> _STATED PROBLEM 1_
Reproduce the part of the bulldozer sale price text starting at "1. Problem definition¶" and ending at "end of 2011.".
> _STATED PROBLEM 2_
Pick out each line of the entries that contains the string "socks". Matching is case-sensitive.

> _TEXT PASSAGE_

:::::

🚜 Predicting the Sale Price of Bulldozers using Machine Learning 👷♂️¶
In this notebook, I'll be exploring the goal of predicting an auction sale price for a piece of heavy equipment to create a "blue book" for bulldozers. The goal of the contest is to predict the sale price of a particular piece of heavy equiment at auction based on it's usage, equipment type, and configuaration. The data is sourced from auction result postings and includes information on usage and equipment configurations.
Fast Iron is creating a "blue book for bull dozers," for customers to value what their heavy equipment fleet is worth at auction.
1. Problem definition¶
How well can a prediction be made on the future sale price of a bulldozer, given its characteristics and previous examples of how much similar bulldozers were sold for?
2. Data¶
The data is downloaded from the Kaggle Bluebook for Bulldozers competition: https://www.kaggle.com/c/bluebook-for-bulldozers/data
There are 3 main datasets:
- Train.csv is the training set, which contains data through the end of 2011.

:::::

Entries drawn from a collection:
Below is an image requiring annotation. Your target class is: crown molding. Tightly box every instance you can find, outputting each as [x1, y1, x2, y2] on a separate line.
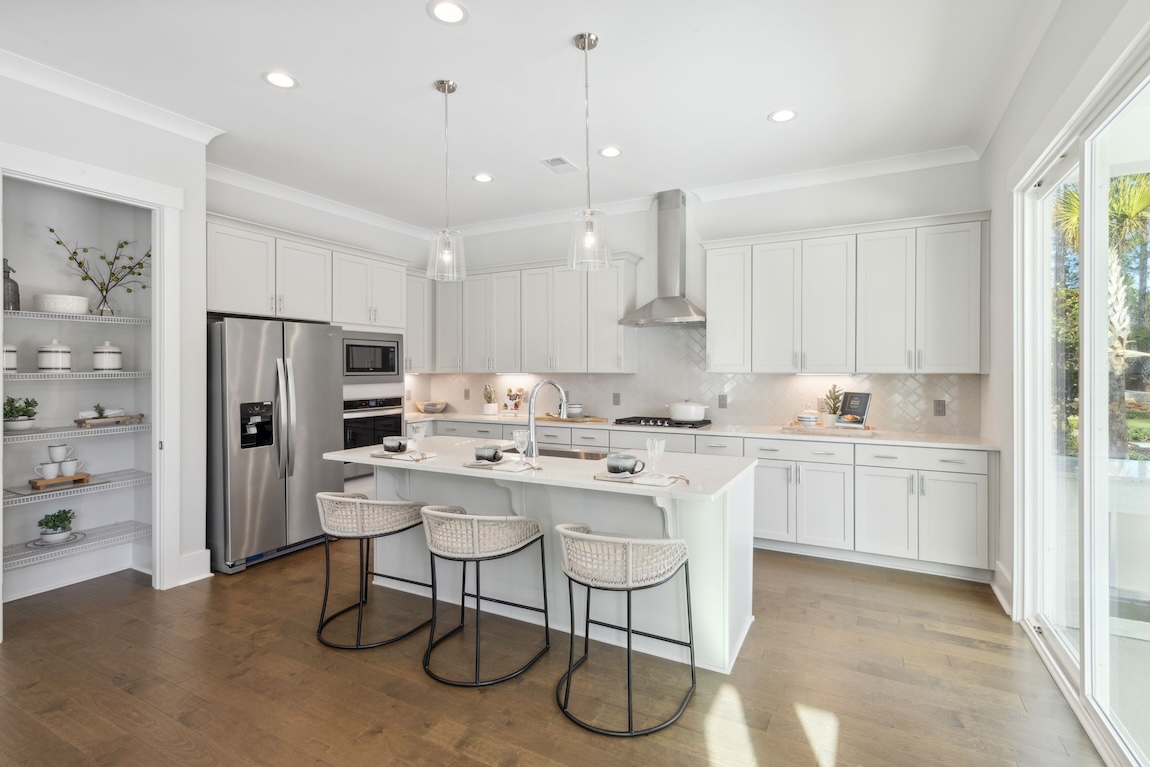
[0, 51, 223, 145]
[695, 146, 979, 202]
[207, 162, 432, 241]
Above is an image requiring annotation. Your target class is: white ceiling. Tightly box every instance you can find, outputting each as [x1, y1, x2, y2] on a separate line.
[0, 0, 1057, 234]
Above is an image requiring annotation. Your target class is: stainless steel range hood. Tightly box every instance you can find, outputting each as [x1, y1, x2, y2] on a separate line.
[619, 189, 707, 328]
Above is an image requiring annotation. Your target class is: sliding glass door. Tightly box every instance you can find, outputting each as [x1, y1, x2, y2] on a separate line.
[1082, 76, 1150, 761]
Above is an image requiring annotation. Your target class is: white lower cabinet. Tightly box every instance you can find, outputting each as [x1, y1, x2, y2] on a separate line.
[854, 445, 990, 569]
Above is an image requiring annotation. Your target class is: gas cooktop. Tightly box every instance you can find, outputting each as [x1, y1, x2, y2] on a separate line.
[615, 415, 711, 429]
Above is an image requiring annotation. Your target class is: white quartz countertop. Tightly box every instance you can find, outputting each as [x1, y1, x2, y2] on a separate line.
[404, 413, 1001, 451]
[323, 434, 756, 500]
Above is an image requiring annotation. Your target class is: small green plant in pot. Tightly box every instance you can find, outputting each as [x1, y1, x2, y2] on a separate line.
[3, 397, 39, 431]
[37, 508, 76, 543]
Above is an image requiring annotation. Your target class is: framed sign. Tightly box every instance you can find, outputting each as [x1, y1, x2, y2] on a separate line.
[835, 391, 871, 429]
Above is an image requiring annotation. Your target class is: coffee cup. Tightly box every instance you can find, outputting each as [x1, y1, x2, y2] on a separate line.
[48, 445, 71, 461]
[607, 453, 646, 474]
[33, 461, 60, 480]
[383, 437, 407, 453]
[475, 445, 503, 463]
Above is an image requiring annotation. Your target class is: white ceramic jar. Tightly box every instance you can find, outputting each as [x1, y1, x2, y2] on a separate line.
[92, 340, 124, 370]
[37, 338, 71, 373]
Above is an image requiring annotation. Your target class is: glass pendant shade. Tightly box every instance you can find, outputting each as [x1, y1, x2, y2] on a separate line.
[428, 229, 467, 282]
[568, 208, 611, 271]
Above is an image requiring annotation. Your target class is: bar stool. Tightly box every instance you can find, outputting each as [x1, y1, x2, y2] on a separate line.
[315, 492, 431, 650]
[423, 506, 551, 688]
[555, 524, 696, 737]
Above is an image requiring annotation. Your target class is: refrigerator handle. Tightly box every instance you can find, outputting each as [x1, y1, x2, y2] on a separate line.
[276, 358, 289, 480]
[284, 358, 299, 476]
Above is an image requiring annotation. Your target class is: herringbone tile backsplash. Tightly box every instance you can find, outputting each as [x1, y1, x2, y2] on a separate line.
[418, 327, 982, 436]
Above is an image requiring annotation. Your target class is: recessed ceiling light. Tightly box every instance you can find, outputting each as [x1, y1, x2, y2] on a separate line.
[428, 0, 467, 24]
[263, 72, 299, 87]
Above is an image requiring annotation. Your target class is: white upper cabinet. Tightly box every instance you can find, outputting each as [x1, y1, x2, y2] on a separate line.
[207, 223, 331, 322]
[404, 275, 435, 373]
[435, 282, 463, 373]
[914, 221, 982, 373]
[276, 239, 331, 322]
[331, 252, 407, 328]
[706, 245, 752, 373]
[856, 229, 915, 373]
[857, 221, 982, 374]
[799, 235, 854, 373]
[521, 267, 587, 373]
[749, 240, 803, 373]
[587, 258, 638, 373]
[462, 271, 522, 373]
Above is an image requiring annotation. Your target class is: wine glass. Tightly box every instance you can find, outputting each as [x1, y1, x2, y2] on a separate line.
[647, 437, 667, 476]
[511, 429, 531, 466]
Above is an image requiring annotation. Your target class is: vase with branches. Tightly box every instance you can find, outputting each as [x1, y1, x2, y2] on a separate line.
[48, 227, 152, 315]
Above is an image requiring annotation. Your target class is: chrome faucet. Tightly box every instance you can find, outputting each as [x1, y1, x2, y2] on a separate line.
[527, 378, 567, 458]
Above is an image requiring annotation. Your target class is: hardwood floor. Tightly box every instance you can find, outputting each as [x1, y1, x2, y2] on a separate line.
[0, 542, 1102, 767]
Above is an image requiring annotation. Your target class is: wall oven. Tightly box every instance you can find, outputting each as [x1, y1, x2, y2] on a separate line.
[343, 330, 404, 385]
[344, 397, 404, 480]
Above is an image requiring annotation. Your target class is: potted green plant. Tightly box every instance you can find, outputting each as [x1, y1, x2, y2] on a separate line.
[3, 397, 39, 431]
[822, 384, 843, 427]
[483, 384, 499, 415]
[37, 508, 76, 543]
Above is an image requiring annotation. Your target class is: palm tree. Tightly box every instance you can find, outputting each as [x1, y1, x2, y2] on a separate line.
[1053, 174, 1150, 458]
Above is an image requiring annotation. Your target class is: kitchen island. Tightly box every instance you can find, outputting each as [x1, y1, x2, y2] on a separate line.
[324, 437, 754, 674]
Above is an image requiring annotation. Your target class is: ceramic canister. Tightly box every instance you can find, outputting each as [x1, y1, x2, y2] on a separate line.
[92, 340, 124, 370]
[37, 338, 71, 370]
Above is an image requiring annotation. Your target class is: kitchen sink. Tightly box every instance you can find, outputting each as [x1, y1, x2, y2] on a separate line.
[504, 447, 607, 461]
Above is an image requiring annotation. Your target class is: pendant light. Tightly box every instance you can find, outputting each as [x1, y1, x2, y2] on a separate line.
[428, 79, 467, 282]
[569, 32, 611, 271]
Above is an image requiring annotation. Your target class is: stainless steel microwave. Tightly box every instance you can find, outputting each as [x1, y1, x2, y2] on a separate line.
[344, 331, 404, 384]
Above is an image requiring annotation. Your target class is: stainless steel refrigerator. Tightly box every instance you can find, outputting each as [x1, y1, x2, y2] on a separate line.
[207, 317, 344, 573]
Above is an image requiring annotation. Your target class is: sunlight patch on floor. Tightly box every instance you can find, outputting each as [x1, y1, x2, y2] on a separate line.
[795, 703, 838, 767]
[704, 684, 759, 767]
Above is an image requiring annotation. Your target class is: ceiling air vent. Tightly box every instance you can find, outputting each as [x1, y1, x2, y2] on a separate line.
[539, 156, 578, 174]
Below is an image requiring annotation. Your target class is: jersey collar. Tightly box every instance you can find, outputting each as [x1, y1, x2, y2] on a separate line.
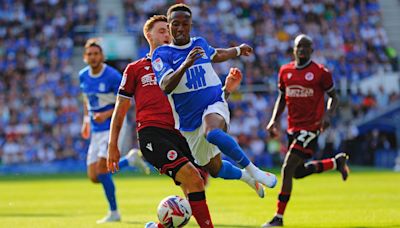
[146, 53, 151, 61]
[295, 58, 312, 70]
[89, 63, 107, 78]
[169, 38, 193, 49]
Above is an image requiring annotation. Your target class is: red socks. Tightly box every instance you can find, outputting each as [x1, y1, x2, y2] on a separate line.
[188, 191, 214, 228]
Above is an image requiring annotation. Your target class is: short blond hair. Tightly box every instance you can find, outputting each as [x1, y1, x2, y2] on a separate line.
[143, 15, 167, 36]
[85, 38, 103, 52]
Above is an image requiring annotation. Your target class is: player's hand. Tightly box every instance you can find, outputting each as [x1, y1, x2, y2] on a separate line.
[225, 67, 243, 93]
[319, 113, 331, 132]
[107, 143, 121, 173]
[81, 121, 90, 139]
[93, 111, 109, 123]
[239, 44, 253, 56]
[182, 46, 206, 68]
[266, 121, 279, 138]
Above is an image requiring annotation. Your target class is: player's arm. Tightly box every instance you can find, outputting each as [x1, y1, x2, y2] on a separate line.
[212, 44, 253, 63]
[267, 90, 286, 137]
[107, 96, 131, 172]
[93, 109, 114, 123]
[222, 67, 243, 99]
[321, 89, 339, 131]
[160, 47, 205, 94]
[81, 96, 90, 139]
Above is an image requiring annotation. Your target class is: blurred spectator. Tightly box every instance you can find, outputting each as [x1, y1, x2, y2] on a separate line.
[0, 0, 97, 167]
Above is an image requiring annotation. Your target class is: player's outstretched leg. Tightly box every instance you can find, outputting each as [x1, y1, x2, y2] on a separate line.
[261, 215, 283, 228]
[205, 157, 264, 198]
[335, 152, 350, 181]
[206, 128, 277, 188]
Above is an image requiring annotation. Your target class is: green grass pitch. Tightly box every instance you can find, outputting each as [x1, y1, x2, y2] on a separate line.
[0, 169, 400, 228]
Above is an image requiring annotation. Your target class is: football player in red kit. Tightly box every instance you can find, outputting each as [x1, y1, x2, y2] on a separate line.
[263, 34, 349, 227]
[107, 15, 242, 228]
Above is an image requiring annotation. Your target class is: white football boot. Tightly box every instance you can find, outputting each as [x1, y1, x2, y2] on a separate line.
[96, 211, 121, 224]
[240, 169, 264, 198]
[245, 163, 278, 188]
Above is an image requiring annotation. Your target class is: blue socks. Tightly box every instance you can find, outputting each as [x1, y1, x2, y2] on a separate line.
[218, 160, 242, 180]
[118, 157, 129, 169]
[207, 128, 250, 167]
[97, 173, 117, 211]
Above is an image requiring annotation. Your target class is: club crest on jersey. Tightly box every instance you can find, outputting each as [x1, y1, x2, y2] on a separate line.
[305, 72, 314, 81]
[152, 58, 164, 71]
[141, 73, 157, 87]
[286, 85, 314, 97]
[167, 150, 178, 161]
[99, 83, 106, 92]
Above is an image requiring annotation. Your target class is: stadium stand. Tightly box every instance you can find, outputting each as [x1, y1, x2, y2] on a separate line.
[0, 0, 97, 167]
[0, 0, 400, 171]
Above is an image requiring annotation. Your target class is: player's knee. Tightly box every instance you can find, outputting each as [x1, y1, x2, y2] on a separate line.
[190, 171, 204, 191]
[205, 154, 222, 178]
[205, 127, 223, 143]
[207, 166, 221, 178]
[88, 173, 99, 184]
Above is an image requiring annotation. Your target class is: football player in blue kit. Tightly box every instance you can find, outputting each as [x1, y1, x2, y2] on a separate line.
[79, 39, 149, 223]
[152, 4, 277, 191]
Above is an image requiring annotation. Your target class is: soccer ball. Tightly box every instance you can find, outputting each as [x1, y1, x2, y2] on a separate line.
[157, 196, 192, 228]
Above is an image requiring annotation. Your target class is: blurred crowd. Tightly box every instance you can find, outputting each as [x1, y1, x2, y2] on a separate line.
[0, 0, 400, 166]
[0, 0, 97, 164]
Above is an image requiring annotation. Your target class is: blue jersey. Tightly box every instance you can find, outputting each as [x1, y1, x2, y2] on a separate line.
[79, 64, 122, 132]
[152, 37, 224, 131]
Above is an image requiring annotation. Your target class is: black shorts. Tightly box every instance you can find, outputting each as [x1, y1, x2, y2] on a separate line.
[138, 127, 195, 184]
[288, 130, 319, 159]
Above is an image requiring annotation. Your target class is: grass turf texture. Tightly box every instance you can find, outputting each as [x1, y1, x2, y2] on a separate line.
[0, 168, 400, 228]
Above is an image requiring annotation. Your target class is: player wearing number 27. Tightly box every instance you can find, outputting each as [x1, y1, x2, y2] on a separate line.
[152, 4, 276, 191]
[263, 34, 348, 227]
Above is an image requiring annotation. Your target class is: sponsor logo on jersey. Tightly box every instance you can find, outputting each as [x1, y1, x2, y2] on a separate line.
[286, 85, 314, 97]
[141, 73, 157, 87]
[305, 72, 314, 81]
[152, 58, 164, 71]
[146, 143, 153, 151]
[119, 73, 128, 89]
[172, 57, 183, 65]
[99, 83, 106, 92]
[167, 150, 178, 161]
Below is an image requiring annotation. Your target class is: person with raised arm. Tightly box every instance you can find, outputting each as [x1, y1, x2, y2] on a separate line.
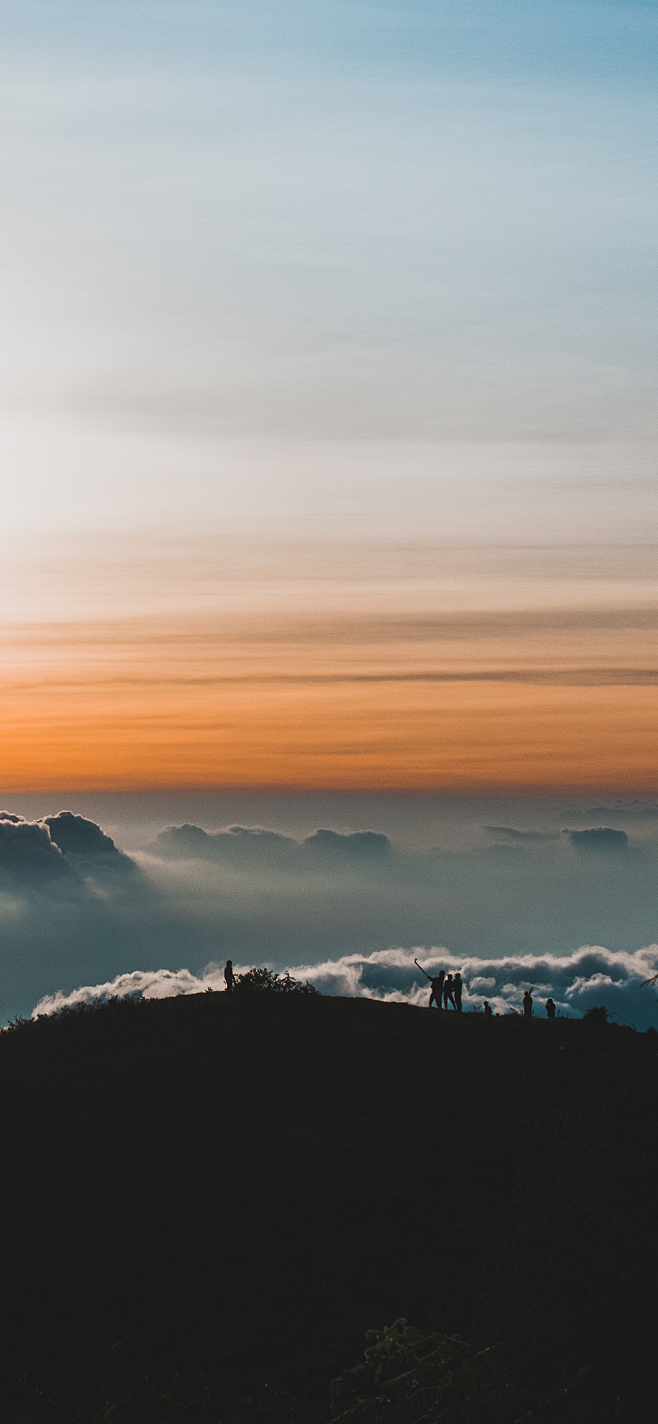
[413, 960, 446, 1008]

:::::

> _TASK SOLUTION 1_
1. Problem definition¶
How well can a prediction be made on the future sale price of a bulldozer, given its characteristics and previous examples of how much similar bulldozers were sold for?
2. Data¶
The data is downloaded from the Kaggle Bluebook for Bulldozers competition: https://www.kaggle.com/c/bluebook-for-bulldozers/data
There are 3 main datasets:
- Train.csv is the training set, which contains data through the end of 2011.

> _TASK SOLUTION 2_
Above is an image requiring annotation. Your target class is: red socks. Tightly box every instance you can find, outputting each as [x1, y1, x2, y2] on a separate line.
Above is an image requiring annotation. Your target class is: blue socks. Tightly box every instance you can find, outputting each as [x1, y1, x2, y2] on a separate line.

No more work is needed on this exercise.